▶ DOCUMENT SECTION:
'''

José Luis Manzano (born March 9, 1956) is an Argentine businessman and former politician. He is currently a partner in the second largest multimedia group in his country, Grupo América, and has investments in several economic sectors, including energy, wine, and clothing. During his time in Argentine politics, Manzano was known as a power broker and negotiator and one of the architects of the success of the Menem government. 

Manzano holds a medical degree and completed postgraduate work in the United States. Early in his career, he served in Argentina's Congress, later serving as in the cabinet of President Carlos Saúl Menem.  

In 1996 Manzano formed the powerful media group, Grupo América, which quickly grew to its spot today as the second largest media company in Argentina. The firm owns 49 media outlets from all over Argentina and includes radio, TV, digital content, and graphics. 

Manzano owns businesses in other sectors including oil and gas. He also serves as the president of Integra Capital, an international investment firm. Manzano is an experienced investor and frequently speaks around the world on issues such as investment, media, energy and distressed industries, according to the firm.

Education and academic activities
A doctor by professional education, José Luis Manzano graduated with a medical degree from the National University of Cuyo, specializing in occupational health. He later lived in the United States and was a visiting scholar at both Georgetown University and the University of California, San Diego. He has lectured at prestigious universities in Argentina, Japan, Europe and the United States and has received several international awards.

He is also president of the Postgraduates Foundation of the Congress, in Mendoza, where he was a former member of its administration board.

Business activities
Manzano owns and runs a number of businesses in a variety of industries. He often travels around the world, speaking at conferences and panels.

'''

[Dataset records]
'''

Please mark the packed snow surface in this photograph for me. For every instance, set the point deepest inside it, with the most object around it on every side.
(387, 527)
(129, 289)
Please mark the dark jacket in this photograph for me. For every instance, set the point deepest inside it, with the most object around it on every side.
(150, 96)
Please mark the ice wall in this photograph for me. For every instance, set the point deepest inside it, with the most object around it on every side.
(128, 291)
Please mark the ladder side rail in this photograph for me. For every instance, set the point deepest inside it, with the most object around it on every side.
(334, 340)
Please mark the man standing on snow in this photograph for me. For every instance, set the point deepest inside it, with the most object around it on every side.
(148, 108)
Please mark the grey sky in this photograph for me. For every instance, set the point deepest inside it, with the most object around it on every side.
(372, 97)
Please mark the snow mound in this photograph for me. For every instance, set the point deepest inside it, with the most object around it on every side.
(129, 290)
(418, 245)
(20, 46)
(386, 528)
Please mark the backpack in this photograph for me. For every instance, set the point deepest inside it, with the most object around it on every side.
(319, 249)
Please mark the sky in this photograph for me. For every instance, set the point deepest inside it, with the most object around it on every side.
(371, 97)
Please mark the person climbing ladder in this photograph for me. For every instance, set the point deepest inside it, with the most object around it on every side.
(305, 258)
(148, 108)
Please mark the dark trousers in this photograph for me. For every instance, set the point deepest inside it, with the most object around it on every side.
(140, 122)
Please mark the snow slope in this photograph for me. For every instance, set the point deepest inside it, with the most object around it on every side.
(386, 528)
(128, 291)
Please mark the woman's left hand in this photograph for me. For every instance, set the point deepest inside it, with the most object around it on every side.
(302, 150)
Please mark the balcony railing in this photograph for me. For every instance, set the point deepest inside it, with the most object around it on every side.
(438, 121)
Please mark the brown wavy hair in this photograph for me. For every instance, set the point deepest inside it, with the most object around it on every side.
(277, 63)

'''

▶ WHAT YOU NEED TO DO:
a) Why does the profile of José Luis Manzano call him a doctor? Answer in one to three sentences.
b) Pick up the profile of José Luis Manzano after its last sentence and keep writing.
You won't need the material to do any of these tasks.

▶ ANSWERS IN ORDER:
a) He earned a medical degree from the National University of Cuyo, where he specialized in occupational health.

b)
During the COVID-19 global pandemic, Manzano spoke out against protectionism, predicting it would make the world's economy worse off. To heal the international economic crisis caused by the pandemic, Manzano advised that countries increase international trade, remarks he gave as a guest panelist at a panel on international trade hosted by the International Economic Forum of the Americas. Manzano also expressed support for government intervention and support of small and medium-sized businesses, but also called on businesses to adapt. "Those who are not prepared to adapt properly to this new reality will not be able to survive," he said (translated from Spanish).

Integra Capital 
Among the businesses that Manzano owns is Integra Capital, a financial services and investment company. The company is bullish in the energy and mining sectors, responsible for putting together large investment funds for projects in these industries. For example, Integra invested in the Golfo San Jorge Basin, a sedimentary basin hydrocarbon-rich area located in eastern Patagonia. Pipelines, electricity generation, and industrial- and personal-use water projects are also within the company's scope of investments. In the power sector, Integra put together a large investment program of nearly $100 million dedicated to modernization and creation of an intelligent grid.

Media
Resettling in Argentina in 1996, Manzano and entrepreneur Daniel Vila created UNO Medios, also known as Grupo Uno (Group One) or Group Vila-Manzano. They also established Supercanal Holding AS, now valued at more than $800 million.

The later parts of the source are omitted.